■ **Selection**:
━━━━━━━━━━━━━━━━━━━━━━━━━━━━━━

M.K. Bhadrakumar
MK Bhadrakumar served as a career diplomat in the Indian Foreign Service for over 29 years, with postings including India’s ambassador to Uzbekistan (1995-1998) and to Turkey (1998-2001). He writes the “Indian Punchline” blog and has written regularly for the Asia Times since 2001.
Over the past decade or so, the annual India-Russia summit meetings have tended to become boring events – like a jaded marriage drained of romance. However, this year’s, slated for the weekend on the sidelines of the BRICS summit in Goa, promises to be exciting.
To continue with the metaphor, one of the partners has been seen as consorting with an unsavory character and the discovery of the dalliance has overnight electrified the wedlock. The partners are called upon to make an existential choice – rediscover their old mutual ardor comes to terms with the new reality.
This would just about sum up the dilemma of Prime Minister Narendra Modi and Russian President Vladimir Putin.
No doubt, the recent Russian-Pakistani military exercise signifies a quickening of the ‘thaw’ in the relations between the two countries in recent years.
It was slow in coming and Indians shouldn’t have been taken by surprise – except that in their obsessive focus on their partnership with the United States, they had taken the eye off their ‘time-tested’ friend, Russia.
Ironically, it is also the pro-US lobbyists ensconced in Delhi’s think tanks, including some former diplomats, who appear most perturbed today that Russians have ‘cheated’ on India. This is not surprising. Russia has become a factor in India-US relations. This is one thing.
What gives impetus to Russia-Pakistan relations? Three main reasons can be identified.
First and foremost, Russia cannot afford to overlook the centrality of Pakistan in relation to the upcoming struggle against the Islamic State in Afghanistan and Central Asia, which also happens to have a geopolitical dimension, given the US’ strategy of ‘encirclement’ of Russia with hostile entities.
Simply put, Russia feels the compulsion – rightly or wrongly – to neutralize the US’ capacity to create security threats.
While for India, IS could still be an esoteric phenomenon, for Russia it is a monster in flesh and blood. In the Russian estimation, IS cadres in Afghanistan have exponentially increased from 100 in number to 10,000 in just this past year.

━━━━━━━━━━━━━━━━━━━━━━━━━━━━━━

■ **Data extract**:
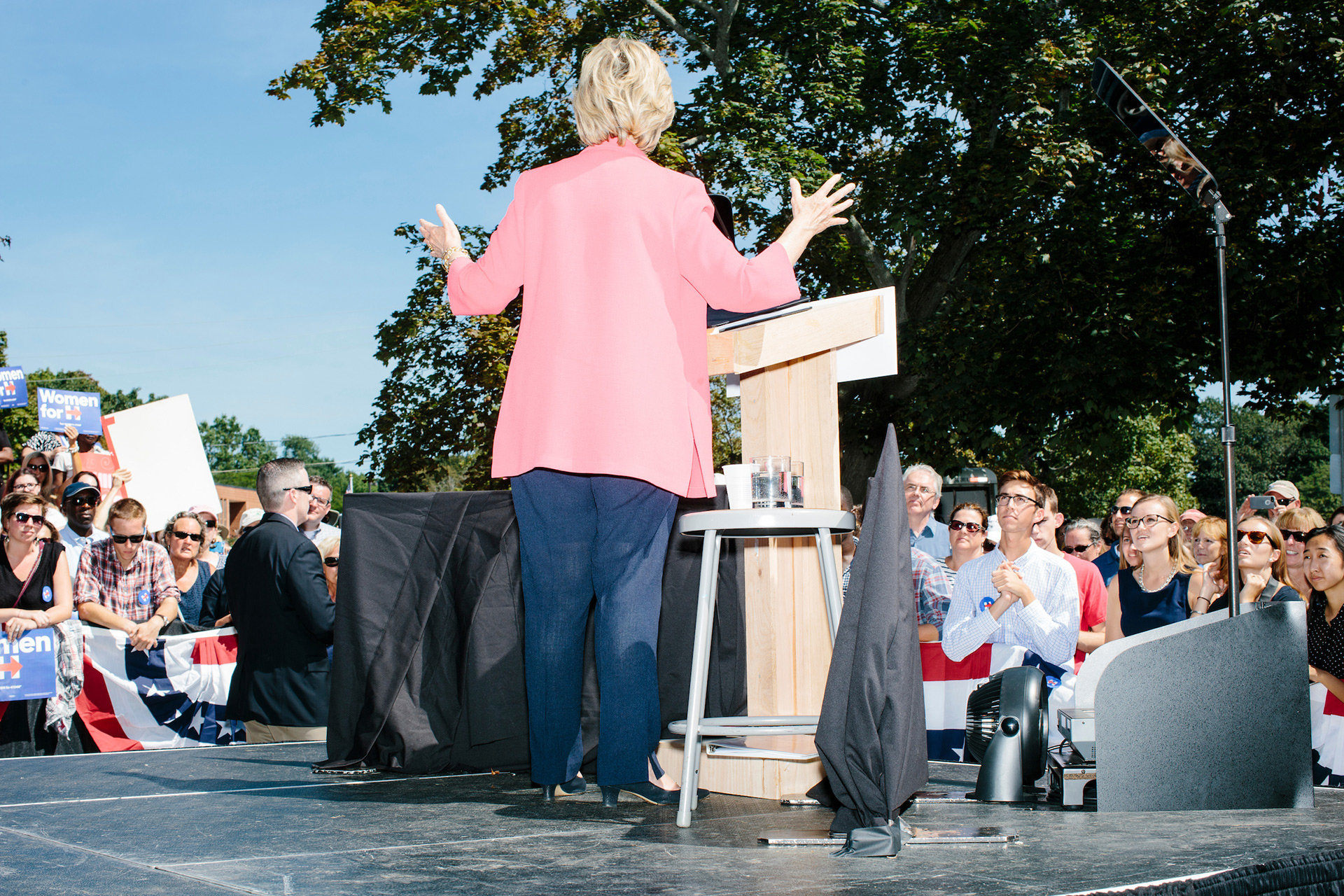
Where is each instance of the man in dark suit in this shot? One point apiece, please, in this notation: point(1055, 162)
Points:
point(277, 597)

━━━━━━━━━━━━━━━━━━━━━━━━━━━━━━

■ **Requests**:
(a) Summarize the article on India-Russia relations in two sentences.
(b) Carry the article on India-Russia relations forward from its final sentence.
The data come from a separate source.

■ **Task-by-task outputs**:
(a) After a decade of dull annual summits, this year's India-Russia meeting at the BRICS summit in Goa promises to be exciting, since a recent Russian-Pakistani military exercise signals a quickening thaw between Russia and Pakistan. India had taken its eye off Russia while focused on the United States, and Russia's foremost reason for the turn is Pakistan's central place in the coming struggle against the Islamic State in Afghanistan and Central Asia.

(b)
The Kremlin’s special envoy Zamir Kabulov pointed out recently that the "Afghan branch of the IS is definitely specialized against Central Asia. Russian is even one of their working languages. They are being trained against Central Asia and Russia.”
Second, Pakistan is about to enter the Shanghai Cooperation Organization (SCO) as full member, which requires Russia to create new security underpinnings with that country. Delhi is slow to grasp that SCO membership is going to put similar obligations on the Indian army too to hold military exercises with the Pakistani army on regular basis.
Third, Russia has traditionally kept an eye on developing business ties with Pakistan. Suffice it to say, Karachi Steel Mills was built with the contributions of the Soviet Union in the seventies, during the halcyon days of Soviet-Indian friendship.
Quite obviously, it is not lost on Moscow that Pakistan is becoming a hugely interesting economic partner once the US$46 billion China-Pakistan Economic Corridor gains traction and new market conditions appear in the region.
The heart of the matter is, Moscow does not see any contradiction here in terms of its relations with India. Neither does Russia make any demands on India to cool down its ardor for the US nor will it countenance any attempt by India to add caveats to its regional policies. An analogy exists.
Both the US-Indian ‘defining partnership of the 21st century’ and the Sino-Russian ‘comprehensive strategic cooperation and partnership’ are at their all-time high level historically.
Yet, US-Russian relations are touching a new Cold War level and the Sino-Indian relations are caught up in a ‘competition-cum-cooperation’ syndrome.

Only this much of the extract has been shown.